- [Written task]: Please convert every line of the records below into a JSON list of strings, one string per line, skipping blank lines and leaving out the pictures.

── Record extracts ──

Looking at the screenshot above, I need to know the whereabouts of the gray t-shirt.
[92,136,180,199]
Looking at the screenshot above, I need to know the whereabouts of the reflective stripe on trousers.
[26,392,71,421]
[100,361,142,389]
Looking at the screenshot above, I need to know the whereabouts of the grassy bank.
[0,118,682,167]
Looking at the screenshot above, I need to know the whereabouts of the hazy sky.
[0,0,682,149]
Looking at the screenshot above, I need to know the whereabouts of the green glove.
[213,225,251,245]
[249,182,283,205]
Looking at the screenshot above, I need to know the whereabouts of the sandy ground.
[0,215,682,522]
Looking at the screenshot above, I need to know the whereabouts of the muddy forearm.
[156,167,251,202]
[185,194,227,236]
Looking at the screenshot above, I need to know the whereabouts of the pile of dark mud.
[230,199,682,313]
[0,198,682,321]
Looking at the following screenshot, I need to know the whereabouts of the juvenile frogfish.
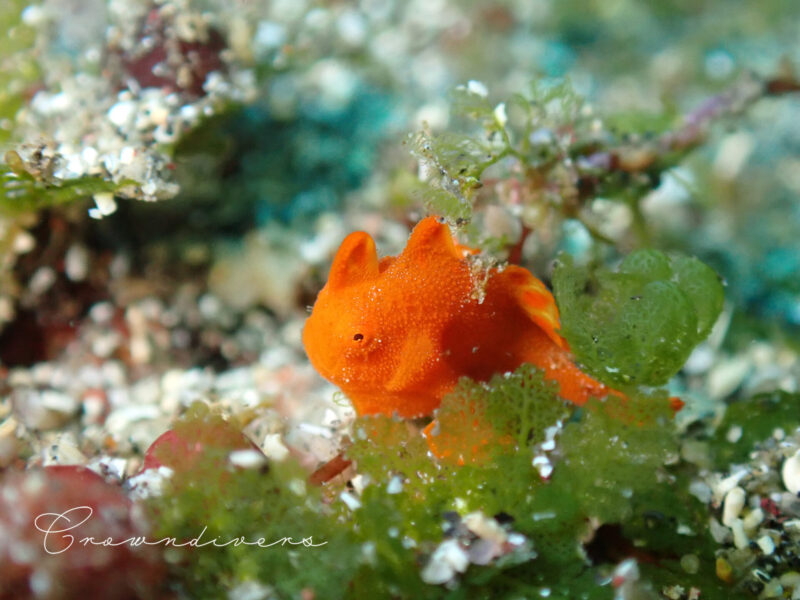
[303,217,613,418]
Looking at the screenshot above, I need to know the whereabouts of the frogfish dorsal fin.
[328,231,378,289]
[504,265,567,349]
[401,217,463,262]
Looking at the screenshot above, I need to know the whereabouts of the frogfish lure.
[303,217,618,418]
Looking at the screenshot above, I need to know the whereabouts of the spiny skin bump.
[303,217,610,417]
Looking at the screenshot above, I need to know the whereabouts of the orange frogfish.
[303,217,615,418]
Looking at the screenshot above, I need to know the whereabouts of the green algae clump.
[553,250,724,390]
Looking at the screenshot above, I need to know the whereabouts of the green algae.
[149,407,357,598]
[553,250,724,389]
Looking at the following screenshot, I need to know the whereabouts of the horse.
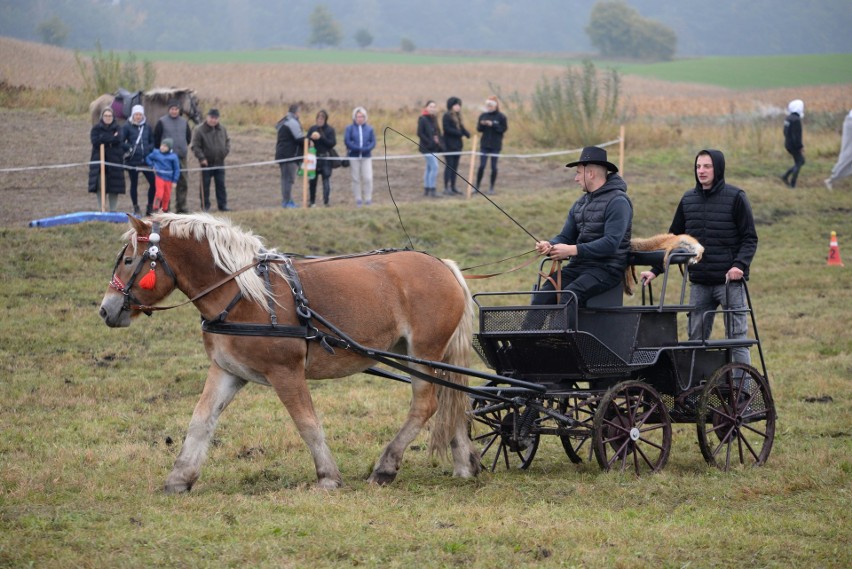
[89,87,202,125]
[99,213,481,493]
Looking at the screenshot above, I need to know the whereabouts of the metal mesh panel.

───

- [Full answer]:
[
  "Looking at the screenshot above, I need to know the whereabouts of the gray t-shirt.",
  "[92,136,180,199]",
  "Looking at the screenshot above, I need to know the whereabouts of the reflective stripe on trousers.",
  "[26,392,71,421]",
  "[100,361,142,389]",
  "Looking at the screenshot above, I need to know the whereabouts of the grassy bank.",
  "[0,118,682,167]",
  "Looking at the screenshot above, I need to know the whereabouts of the hazy sky.",
  "[0,0,682,149]",
  "Looking at the screenshot above, I need to know the whereabouts of the green glove.",
  "[213,225,251,245]",
  "[249,182,283,205]",
  "Looking at the screenshot above, I need to know the whereabouts of the sandy ground.",
  "[0,215,682,522]",
  "Looking at the screenshot above, I need to know the whereabouts of the muddy forearm.",
  "[156,167,251,202]",
  "[185,194,227,236]",
  "Looking at the screenshot above, I need to know the whereabouts of the pile of dark mud.",
  "[230,199,682,313]",
  "[0,198,682,321]",
  "Looking at the following screenshot, I need to know the whereabouts of the juvenile frogfish.",
  "[303,217,613,418]",
  "Looking at the screenshot above, I need to know the whereabouts of the frogfish dorsal fin.",
  "[328,231,378,289]",
  "[504,265,567,349]",
  "[401,217,463,262]",
  "Looking at the screenshot above, I need to know the whereabouts of the frogfish lure.",
  "[303,217,618,418]",
  "Looking at the screenshot above, I need to know the whereabouts of the spiny skin bump.",
  "[303,217,610,417]",
  "Looking at the screenshot above, I need to know the whereabouts of the orange frogfish.",
  "[303,217,615,418]",
  "Looking at the screenshot above, I need to know the whereabouts of the green algae clump.",
  "[553,250,724,390]",
  "Looking at the screenshot above, I need to know the whereabouts of the green algae.",
  "[149,407,357,598]",
  "[553,250,724,389]",
  "Looking at the following screenshot, I need to know the whereabouts of the horse.",
  "[89,87,202,125]",
  "[99,213,481,493]",
  "Looking at the screenshot above, I need to know the whereabouts of the metal mesh panel."
]